** What you have to do **
Which of the lines below contain the word "skyline"? Find them all and copy each one in full.

** Entries shown **
═══

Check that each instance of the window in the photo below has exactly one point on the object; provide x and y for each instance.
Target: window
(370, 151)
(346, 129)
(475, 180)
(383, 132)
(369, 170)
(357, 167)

═══

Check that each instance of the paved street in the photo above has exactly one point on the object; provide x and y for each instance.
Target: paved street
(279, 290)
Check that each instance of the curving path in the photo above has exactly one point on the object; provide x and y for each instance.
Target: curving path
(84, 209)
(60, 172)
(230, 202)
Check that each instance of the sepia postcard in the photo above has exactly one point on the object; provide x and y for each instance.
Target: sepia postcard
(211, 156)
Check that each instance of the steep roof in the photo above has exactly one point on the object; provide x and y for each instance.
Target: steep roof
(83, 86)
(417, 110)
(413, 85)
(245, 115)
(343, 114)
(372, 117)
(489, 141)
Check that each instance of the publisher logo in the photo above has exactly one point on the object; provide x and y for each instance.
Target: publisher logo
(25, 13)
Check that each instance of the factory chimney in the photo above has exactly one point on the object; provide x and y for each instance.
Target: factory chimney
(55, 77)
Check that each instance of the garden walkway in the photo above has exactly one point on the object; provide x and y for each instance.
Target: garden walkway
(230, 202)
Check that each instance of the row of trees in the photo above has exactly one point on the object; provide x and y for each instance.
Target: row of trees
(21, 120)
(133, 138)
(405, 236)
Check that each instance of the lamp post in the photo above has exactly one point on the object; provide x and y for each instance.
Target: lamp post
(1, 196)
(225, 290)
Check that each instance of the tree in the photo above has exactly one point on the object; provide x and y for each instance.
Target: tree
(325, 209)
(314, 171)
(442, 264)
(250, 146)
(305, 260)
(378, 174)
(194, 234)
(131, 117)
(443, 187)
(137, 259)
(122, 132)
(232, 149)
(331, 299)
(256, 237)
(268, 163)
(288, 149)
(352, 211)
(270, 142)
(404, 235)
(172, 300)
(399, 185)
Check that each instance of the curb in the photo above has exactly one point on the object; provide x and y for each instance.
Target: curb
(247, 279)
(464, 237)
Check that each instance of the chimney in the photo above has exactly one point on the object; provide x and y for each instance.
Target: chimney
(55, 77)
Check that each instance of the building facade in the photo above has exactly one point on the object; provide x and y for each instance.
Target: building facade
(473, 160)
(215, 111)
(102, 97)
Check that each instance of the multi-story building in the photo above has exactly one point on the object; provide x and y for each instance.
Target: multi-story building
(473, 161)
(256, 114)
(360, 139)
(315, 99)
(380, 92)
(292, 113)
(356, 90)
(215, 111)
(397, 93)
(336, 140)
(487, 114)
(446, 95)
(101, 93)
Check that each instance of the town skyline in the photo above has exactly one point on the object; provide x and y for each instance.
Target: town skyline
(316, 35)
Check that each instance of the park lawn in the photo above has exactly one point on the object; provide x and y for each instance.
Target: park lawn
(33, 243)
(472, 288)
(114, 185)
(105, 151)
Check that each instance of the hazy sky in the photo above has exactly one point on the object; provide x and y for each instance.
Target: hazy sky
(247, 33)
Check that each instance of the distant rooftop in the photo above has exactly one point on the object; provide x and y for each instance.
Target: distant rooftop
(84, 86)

═══

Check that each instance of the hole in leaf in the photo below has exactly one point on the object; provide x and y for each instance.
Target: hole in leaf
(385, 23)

═══

** Expected answer **
Check that each instance of the town skyline in the photo above has exactly one point on the object; provide x and y for each instance.
Target: town skyline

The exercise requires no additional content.